→ Records shown:
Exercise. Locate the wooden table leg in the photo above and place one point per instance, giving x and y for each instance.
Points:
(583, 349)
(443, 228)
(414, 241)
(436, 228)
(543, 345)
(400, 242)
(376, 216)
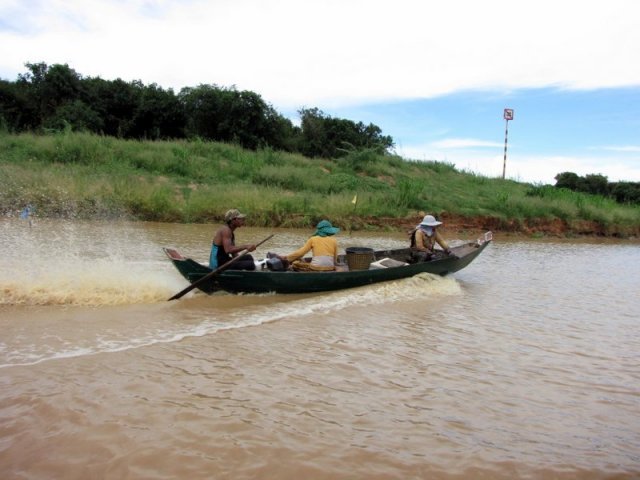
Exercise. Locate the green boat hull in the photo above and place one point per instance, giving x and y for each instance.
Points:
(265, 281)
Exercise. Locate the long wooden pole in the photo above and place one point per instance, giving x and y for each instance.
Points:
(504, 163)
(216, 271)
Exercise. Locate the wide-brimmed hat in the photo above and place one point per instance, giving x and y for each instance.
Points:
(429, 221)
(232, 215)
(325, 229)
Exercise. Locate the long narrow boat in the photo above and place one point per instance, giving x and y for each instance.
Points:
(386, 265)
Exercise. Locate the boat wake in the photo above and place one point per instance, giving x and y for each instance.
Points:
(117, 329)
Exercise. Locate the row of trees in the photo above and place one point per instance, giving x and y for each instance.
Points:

→ What the exercise asks:
Exact copies of the lines from the one holding "Exercise. Locate the green" to the end of the entries are all that should be written.

→ Task response:
Exercise. Locate the green boat hull in the photo above and place one point per instance, giving x and y for each instance.
Points:
(265, 281)
Exercise. Locate the long wooden pole in the photo above and place one point per instance, giving x and y for each instance.
Points:
(504, 163)
(216, 271)
Exercise. Locate the wide-brimmed hat in the photo above and place one point per instance, giving x and y for each instance.
Points:
(429, 221)
(232, 215)
(325, 229)
Exercise. Locate the long narrow boat in the photo above and place one point per instance, giving x and y for each instance.
Points:
(386, 265)
Exercise. Locate the boat wake in the photo above and place one point per instance, giving x and y for each instance.
Points:
(117, 329)
Exercise. Locate the row of trees in the photo above and place one point per instance, giving x and y for each instance.
Points:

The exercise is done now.